*** Opening Supplied material ***
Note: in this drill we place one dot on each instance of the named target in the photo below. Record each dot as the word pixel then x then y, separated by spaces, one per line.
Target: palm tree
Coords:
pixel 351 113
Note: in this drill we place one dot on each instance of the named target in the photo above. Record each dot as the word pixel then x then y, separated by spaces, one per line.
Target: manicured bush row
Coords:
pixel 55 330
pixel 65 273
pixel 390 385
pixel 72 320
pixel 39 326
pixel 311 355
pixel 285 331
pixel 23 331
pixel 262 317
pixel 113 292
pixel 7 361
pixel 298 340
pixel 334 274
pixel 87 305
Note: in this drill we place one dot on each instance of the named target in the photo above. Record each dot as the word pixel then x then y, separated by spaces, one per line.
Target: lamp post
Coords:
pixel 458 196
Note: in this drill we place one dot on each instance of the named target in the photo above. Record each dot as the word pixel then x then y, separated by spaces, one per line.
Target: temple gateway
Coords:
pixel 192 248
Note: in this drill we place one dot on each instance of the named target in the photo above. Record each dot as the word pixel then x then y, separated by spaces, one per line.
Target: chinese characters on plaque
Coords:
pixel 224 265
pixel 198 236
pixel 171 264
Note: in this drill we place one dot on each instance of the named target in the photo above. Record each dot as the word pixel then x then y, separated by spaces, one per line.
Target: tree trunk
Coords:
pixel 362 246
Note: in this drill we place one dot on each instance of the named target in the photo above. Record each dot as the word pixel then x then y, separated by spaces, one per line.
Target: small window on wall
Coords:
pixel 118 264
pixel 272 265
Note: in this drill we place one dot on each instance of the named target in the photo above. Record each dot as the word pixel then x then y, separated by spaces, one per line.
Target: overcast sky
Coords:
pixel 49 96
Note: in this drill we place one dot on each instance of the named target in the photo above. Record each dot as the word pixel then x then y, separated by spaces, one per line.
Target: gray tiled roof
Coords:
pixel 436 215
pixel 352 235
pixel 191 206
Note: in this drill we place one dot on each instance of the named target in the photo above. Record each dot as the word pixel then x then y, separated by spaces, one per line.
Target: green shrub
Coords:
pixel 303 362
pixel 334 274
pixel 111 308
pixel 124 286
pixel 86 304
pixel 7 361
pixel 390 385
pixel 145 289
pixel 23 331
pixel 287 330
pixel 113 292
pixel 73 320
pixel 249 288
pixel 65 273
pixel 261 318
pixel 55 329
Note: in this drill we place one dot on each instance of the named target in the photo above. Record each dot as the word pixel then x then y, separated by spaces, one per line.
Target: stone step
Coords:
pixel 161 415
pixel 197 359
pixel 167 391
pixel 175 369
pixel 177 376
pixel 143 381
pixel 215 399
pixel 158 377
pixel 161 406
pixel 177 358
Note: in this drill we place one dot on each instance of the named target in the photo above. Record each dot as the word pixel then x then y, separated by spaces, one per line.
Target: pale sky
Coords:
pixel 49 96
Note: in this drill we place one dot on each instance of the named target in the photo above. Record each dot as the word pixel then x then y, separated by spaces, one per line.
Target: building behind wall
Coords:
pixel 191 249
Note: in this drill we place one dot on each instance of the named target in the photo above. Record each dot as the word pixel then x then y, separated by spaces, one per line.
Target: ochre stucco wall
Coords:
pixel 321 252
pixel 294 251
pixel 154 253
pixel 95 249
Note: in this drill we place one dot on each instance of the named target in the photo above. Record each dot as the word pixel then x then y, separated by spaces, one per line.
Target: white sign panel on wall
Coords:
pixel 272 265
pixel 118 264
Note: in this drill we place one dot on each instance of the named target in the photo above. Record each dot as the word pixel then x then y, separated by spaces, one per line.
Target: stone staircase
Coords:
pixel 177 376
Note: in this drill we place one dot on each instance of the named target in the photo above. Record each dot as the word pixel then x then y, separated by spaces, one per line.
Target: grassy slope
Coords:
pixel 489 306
*** Closing Supplied material ***
**Work item**
Please output every record, keeping each line exact.

**Answer**
Note: in this drill we place one dot on each instance of the named target in the photo below. Record each dot as the word pixel then x then y, separated by spaces, one per line.
Target: palm tree
Coords:
pixel 351 113
Note: in this drill we place one dot on each instance of the named target in the photo above. Record each dot as the word pixel then x then y, separated by spaces, one per line.
Target: manicured bush row
Coords:
pixel 55 330
pixel 65 273
pixel 390 385
pixel 72 320
pixel 39 326
pixel 311 355
pixel 285 331
pixel 23 331
pixel 262 317
pixel 113 292
pixel 7 361
pixel 298 340
pixel 334 274
pixel 87 305
Note: in this drill we place one dot on each instance of the named target in the photo above. Record each dot as the word pixel then x then y, separated by spaces, one per line.
Target: lamp post
Coords:
pixel 458 196
Note: in this drill we place one dot on each instance of the named target in the photo above. Record each dot as the word pixel then x then y, separated by spaces, one per line.
Target: temple gateway
Coords:
pixel 192 248
Note: in this drill we place one dot on each instance of the named target in the photo above. Record each dot as the word pixel then x then y, separated by spaces, one per line.
Target: chinese characters on plaque
Coords:
pixel 224 265
pixel 198 236
pixel 171 264
Note: in this drill we place one dot on each instance of the named target in the photo above. Record each dot as the word pixel then x then y, separated by spaces, one per line.
Target: tree trunk
Coords:
pixel 362 246
Note: in this drill we place one dot on each instance of the named target in the photo above. Record each dot as the word pixel then x then y, separated by spaces, one per line.
Target: small window on wall
Coords:
pixel 118 264
pixel 272 265
Note: in this drill we place one dot on each instance of the named target in the photo above. Record each dot as the word pixel then x then y, separated by spaces, one per line.
Target: overcast sky
Coords:
pixel 49 96
Note: in this drill we place one dot on each instance of the named target in the photo above. Record each dot as the word pixel then x then y, separated by spaces, one per line.
Target: gray tiled roof
Coords:
pixel 436 215
pixel 352 235
pixel 191 206
Note: in this drill we place one dot on each instance of the named target in the photo above. Record each dot as the word pixel then x then y, separated by spaces, one per line.
Target: green shrub
Coords:
pixel 303 362
pixel 334 274
pixel 111 308
pixel 124 286
pixel 86 304
pixel 7 361
pixel 390 385
pixel 145 289
pixel 23 331
pixel 287 330
pixel 113 292
pixel 73 320
pixel 249 288
pixel 65 273
pixel 261 318
pixel 55 329
Note: in this drill we place one dot on each instance of the named target in the photo above. Record each dot as the word pixel then x then y, separated by spaces, one per line.
Target: stone step
Coords:
pixel 161 415
pixel 197 359
pixel 167 391
pixel 175 369
pixel 177 376
pixel 143 381
pixel 215 399
pixel 158 377
pixel 161 406
pixel 177 358
Note: in this drill we place one dot on each instance of the named target in the photo above. Record each dot as the word pixel then x then y, separated by spaces, one per line.
Target: pale sky
Coords:
pixel 49 96
Note: in this drill we place one dot on each instance of the named target in the photo above. Record each dot as the word pixel then x then y, separated by spaces, one per line.
Target: building behind wall
Coords:
pixel 191 249
Note: in this drill we place one dot on each instance of the named target in the photo above. Record each dot as the word pixel then x then y, separated by spaces, one per line.
Target: ochre stucco wall
Coords:
pixel 321 252
pixel 294 251
pixel 154 253
pixel 95 249
Note: in this drill we place one dot on each instance of the named target in the photo above. Record each dot as the word pixel then x then y, separated by spaces, one per line.
Target: white sign panel on wall
Coords:
pixel 272 265
pixel 118 264
Note: in this drill we place one dot on each instance of the named target in the photo above. Record each dot as the word pixel then x then y, separated by spaces, one per line.
Target: stone staircase
Coords:
pixel 177 376
Note: in this drill we place one dot on each instance of the named target in the photo above. Record each dot as the word pixel then x then y, separated by spaces, one per line.
Target: grassy slope
Coords:
pixel 489 306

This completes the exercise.